▸ **Object outline annotations**:
-- Start --

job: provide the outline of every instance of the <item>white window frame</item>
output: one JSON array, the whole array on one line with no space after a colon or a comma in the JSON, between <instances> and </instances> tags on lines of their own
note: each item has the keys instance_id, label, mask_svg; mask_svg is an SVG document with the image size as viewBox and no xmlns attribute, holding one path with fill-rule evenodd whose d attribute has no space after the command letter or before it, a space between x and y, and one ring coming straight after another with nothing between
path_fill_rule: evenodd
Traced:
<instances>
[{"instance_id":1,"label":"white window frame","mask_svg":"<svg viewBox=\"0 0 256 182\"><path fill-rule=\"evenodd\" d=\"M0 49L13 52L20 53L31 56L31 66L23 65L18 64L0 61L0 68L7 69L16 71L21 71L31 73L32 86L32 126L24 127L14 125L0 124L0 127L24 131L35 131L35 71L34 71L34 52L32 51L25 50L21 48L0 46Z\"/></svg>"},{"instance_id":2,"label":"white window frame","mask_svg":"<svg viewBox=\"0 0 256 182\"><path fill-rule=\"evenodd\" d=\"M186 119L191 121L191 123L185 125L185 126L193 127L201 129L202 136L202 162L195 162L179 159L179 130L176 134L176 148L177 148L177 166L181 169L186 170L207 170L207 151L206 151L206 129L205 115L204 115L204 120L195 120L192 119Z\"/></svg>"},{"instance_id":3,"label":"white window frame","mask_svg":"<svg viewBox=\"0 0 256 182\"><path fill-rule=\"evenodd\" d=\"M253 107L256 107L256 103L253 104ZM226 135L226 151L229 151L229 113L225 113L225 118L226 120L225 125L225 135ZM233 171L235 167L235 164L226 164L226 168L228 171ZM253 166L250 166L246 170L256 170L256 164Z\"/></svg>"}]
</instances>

-- End --

▸ **TASK**:
Render each line of the entries above as a Markdown table with the columns Row and Line text, skipping any blank lines.

▸ **REPLY**:
| Row | Line text |
|---|---|
| 1 | job: provide the outline of every instance of the <item>white window frame</item> |
| 2 | output: one JSON array, the whole array on one line with no space after a colon or a comma in the JSON, between <instances> and </instances> tags on lines of their own |
| 3 | note: each item has the keys instance_id, label, mask_svg; mask_svg is an SVG document with the image size as viewBox and no xmlns attribute, holding one path with fill-rule evenodd whose d attribute has no space after the command letter or before it, a space between x and y, and one ring coming straight after another with nothing between |
| 4 | path_fill_rule: evenodd |
| 5 | Traced: |
| 6 | <instances> |
| 7 | [{"instance_id":1,"label":"white window frame","mask_svg":"<svg viewBox=\"0 0 256 182\"><path fill-rule=\"evenodd\" d=\"M0 49L13 52L20 53L31 56L31 66L23 65L18 64L0 61L0 68L7 69L16 71L21 71L31 73L32 86L32 126L24 127L14 125L0 124L0 127L24 131L35 131L35 71L34 71L34 52L32 51L25 50L21 48L0 46Z\"/></svg>"},{"instance_id":2,"label":"white window frame","mask_svg":"<svg viewBox=\"0 0 256 182\"><path fill-rule=\"evenodd\" d=\"M186 119L191 121L191 123L185 125L185 126L193 127L201 129L202 136L202 162L195 162L179 159L179 130L176 134L176 148L177 148L177 166L181 169L186 170L207 170L207 151L206 151L206 129L205 115L204 115L204 120L195 120L192 119Z\"/></svg>"},{"instance_id":3,"label":"white window frame","mask_svg":"<svg viewBox=\"0 0 256 182\"><path fill-rule=\"evenodd\" d=\"M253 107L256 107L256 103L253 104ZM226 135L226 151L229 151L229 113L225 113L225 118L226 120L225 125L225 135ZM233 171L235 167L235 164L226 164L226 168L228 171ZM253 166L250 166L246 170L256 170L256 164Z\"/></svg>"}] |
| 8 | </instances> |